Instructions to follow ▸
Please reproduce the data exactly, though every picture must stay out.
***
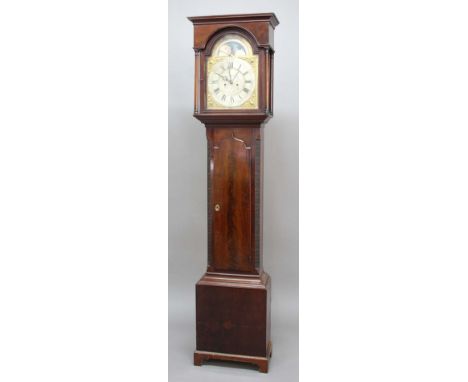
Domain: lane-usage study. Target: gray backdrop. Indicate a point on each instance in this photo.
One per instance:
(187, 195)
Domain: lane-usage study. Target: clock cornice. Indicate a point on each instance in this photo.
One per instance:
(235, 18)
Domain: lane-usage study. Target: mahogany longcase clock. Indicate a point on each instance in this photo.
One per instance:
(234, 100)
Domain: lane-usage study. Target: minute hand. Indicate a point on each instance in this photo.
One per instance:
(238, 71)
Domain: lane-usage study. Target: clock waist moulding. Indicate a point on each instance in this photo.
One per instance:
(234, 99)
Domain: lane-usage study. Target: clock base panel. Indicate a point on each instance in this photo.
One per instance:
(233, 318)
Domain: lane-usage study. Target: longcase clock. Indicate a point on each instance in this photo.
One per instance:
(234, 100)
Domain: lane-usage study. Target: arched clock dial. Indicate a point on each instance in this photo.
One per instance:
(232, 74)
(231, 82)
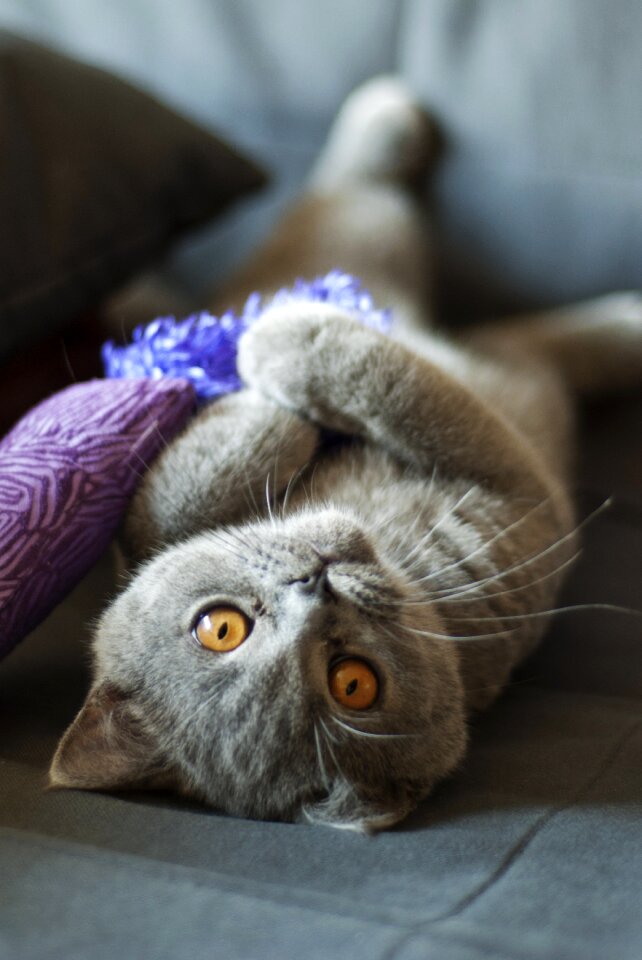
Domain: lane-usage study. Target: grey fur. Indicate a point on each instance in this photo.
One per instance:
(430, 541)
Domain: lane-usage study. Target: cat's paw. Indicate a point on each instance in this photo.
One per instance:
(300, 355)
(381, 132)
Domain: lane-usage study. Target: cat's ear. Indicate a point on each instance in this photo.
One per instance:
(345, 809)
(108, 746)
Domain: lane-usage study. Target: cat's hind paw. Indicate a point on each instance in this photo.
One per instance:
(302, 356)
(382, 132)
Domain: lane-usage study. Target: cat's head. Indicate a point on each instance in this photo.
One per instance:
(277, 670)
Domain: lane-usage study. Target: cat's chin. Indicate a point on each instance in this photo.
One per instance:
(343, 809)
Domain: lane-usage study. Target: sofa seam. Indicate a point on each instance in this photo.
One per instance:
(520, 846)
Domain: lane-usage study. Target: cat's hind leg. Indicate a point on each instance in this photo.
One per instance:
(360, 212)
(596, 345)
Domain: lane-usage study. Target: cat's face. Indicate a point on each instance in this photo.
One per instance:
(275, 671)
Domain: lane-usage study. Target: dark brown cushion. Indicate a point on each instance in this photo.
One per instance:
(96, 178)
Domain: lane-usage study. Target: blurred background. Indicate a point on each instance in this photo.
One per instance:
(537, 199)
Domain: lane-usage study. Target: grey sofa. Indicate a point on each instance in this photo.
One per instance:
(533, 850)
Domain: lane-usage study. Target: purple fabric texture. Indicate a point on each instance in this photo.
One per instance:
(67, 472)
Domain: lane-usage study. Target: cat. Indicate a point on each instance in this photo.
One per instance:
(331, 569)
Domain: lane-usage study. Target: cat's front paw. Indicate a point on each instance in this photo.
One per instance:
(295, 354)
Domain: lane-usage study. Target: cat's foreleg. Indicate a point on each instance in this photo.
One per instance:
(316, 360)
(229, 464)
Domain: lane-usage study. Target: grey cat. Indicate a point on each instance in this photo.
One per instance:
(334, 567)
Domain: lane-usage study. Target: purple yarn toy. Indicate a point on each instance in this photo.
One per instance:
(202, 348)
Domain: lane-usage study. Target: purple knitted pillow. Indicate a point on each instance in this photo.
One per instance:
(67, 472)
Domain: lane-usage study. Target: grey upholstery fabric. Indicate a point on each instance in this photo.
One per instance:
(532, 850)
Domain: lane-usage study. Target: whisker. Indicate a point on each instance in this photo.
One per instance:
(571, 608)
(447, 636)
(319, 751)
(462, 598)
(369, 734)
(267, 499)
(487, 544)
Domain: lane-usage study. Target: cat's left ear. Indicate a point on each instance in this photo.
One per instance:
(108, 746)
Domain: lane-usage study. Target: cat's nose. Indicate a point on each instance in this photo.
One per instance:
(315, 582)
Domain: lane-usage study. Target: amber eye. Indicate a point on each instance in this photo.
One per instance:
(354, 684)
(222, 629)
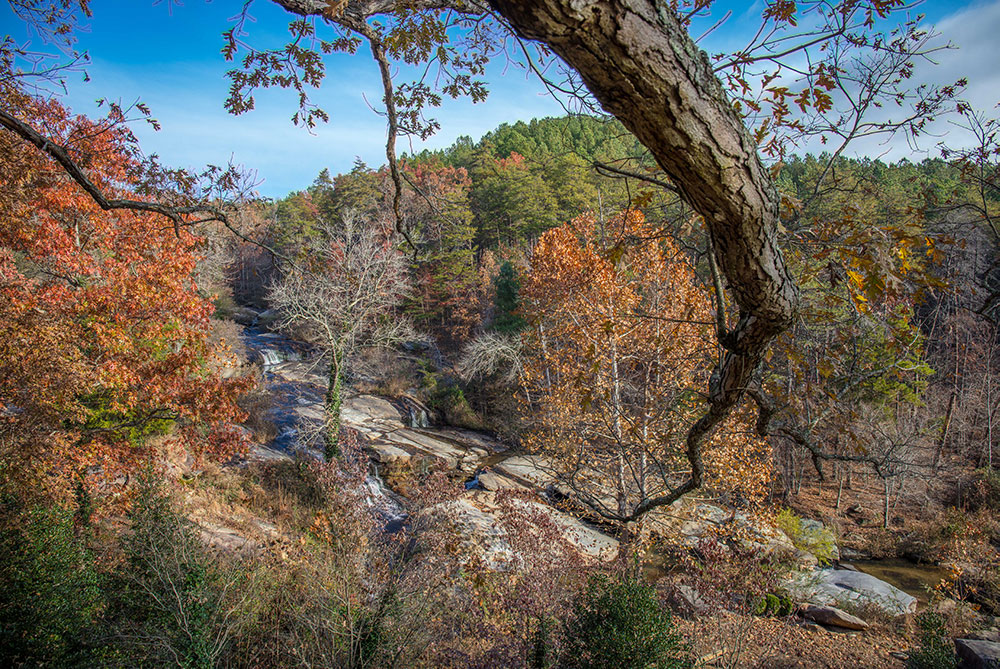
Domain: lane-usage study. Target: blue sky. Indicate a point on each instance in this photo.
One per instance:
***
Reply to the task ▸
Domain: lane-usage study. Target: gray backdrop. Indicate a point on each instance in this photo.
One per instance:
(187, 195)
Domain: lane-usage study. Target: clock cornice. Indicate a point on each instance in this photo.
One per instance:
(235, 18)
Domain: lane-usage study. Target: mahogany longcase clock. Indicate a point on each instance in this photo.
One per instance:
(234, 100)
Domain: lane-usage study. Target: minute hand. Indicate a point on each instance in this photo.
One per instance:
(238, 71)
Domain: lane-usage study. Target: clock waist moulding. Indicate a point on each instance in this photo.
One per instance:
(234, 99)
Domain: lane-usage study. Target: clock base panel. Indicate a point on each instance in this photo.
One per instance:
(233, 318)
Domain: lane-usage study. Target: longcase clock. Indicate a point on each instance in this photo.
One per instance:
(234, 100)
Domain: lane-usage study. Target: arched clock dial. Indicate a point on each instance in this photo.
One per instance:
(232, 74)
(231, 82)
Domain: lane-usage study. Target: grey fur. Indicate a point on each instance in this photo.
One per instance:
(430, 541)
Domain: lane-usage study. Target: cat's paw. Indicate a point on each instance in this photo.
One per instance:
(300, 355)
(381, 132)
Domain: lane-usage study. Target: cat's ear. Indicate a point on each instance in this photo.
One per instance:
(345, 809)
(108, 746)
Domain: lane-usage study. Target: cat's hind paw. Indicate a point on each instance in this photo.
One per instance:
(302, 356)
(382, 132)
Domain: lane-usage study. Target: cat's head. Indicate a point on each instance in this photo.
One per instance:
(277, 670)
Domain: lane-usage study. Target: cat's chin. Indicate a point on each instance in this photo.
One per instance:
(343, 809)
Domain: lane-usage study. Target: sofa seam. Indicate a point on each instance in this photo.
One per instance:
(520, 846)
Domain: lane-usage study. Target: cat's hind leg. Indicate a point on each instance in this photo.
One per instance:
(360, 212)
(596, 345)
Domain: lane-usage study. Target: cat's face. Indicate a point on each instance in this photo.
One per instance:
(275, 671)
Domain: lane-usage study. Target: dark brown cushion. Indicate a point on each instance in this photo.
One per instance:
(96, 178)
Domain: lane-usage study. Target: blurred background. Indicate a point on each instance in this photo.
One per instance:
(537, 199)
Domain: lane-usage study. Target: grey sofa. Indicate a point on each instance in this photo.
One per instance:
(533, 850)
Domain: lane-usage study. Target: purple fabric texture. Indicate a point on each instance in this photo.
One per instance:
(67, 472)
Domain: lane-usage study. Target: cat. Indicate a point on each instance in this photo.
One per instance:
(331, 569)
Domain: lane-usage study. Target: cat's front paw. Indicate a point on each instance in this photo.
One per instance:
(295, 354)
Domain: lane-usage study. Target: cat's foreleg. Indicate a point on each instance in this photo.
One per instance:
(316, 360)
(229, 464)
Domain: lane-usage study. Target: grey cat. Indicate a point on each instance in this photo.
One per instance:
(334, 567)
Domain: lane-usage study. Target: purple yarn toy. Indicate a point on each instance in this photo.
One per instance:
(202, 348)
Domain: lane-usage study. Target: purple knitted pillow. Indicate a point on each instance in this photo.
One per instance:
(67, 472)
Domain: lane-usage study. Target: grey upholstery fabric. Indicate a point on each instance in this photo.
One per instance:
(532, 850)
Domain: lane-usage study. Target: whisker. Indicate a point on each instance in this photo.
One per instance:
(571, 608)
(447, 636)
(319, 751)
(462, 598)
(369, 734)
(267, 499)
(487, 544)
Domain: lane-usage study. Target: cat's left ear. Indicate a point on each instance in this photo.
One per instance:
(108, 746)
Domain: lane-usage study. Target: cat's nose. Indicate a point on each instance in this photo.
One per instance:
(315, 582)
Domain: lane-usage study. Target: amber eye. Indicate a point on each instance in this photo.
One per instance:
(354, 684)
(222, 629)
Domain: lane-usage study. Target: blue sky. Indicate a point on each instance in this photo.
One per instance:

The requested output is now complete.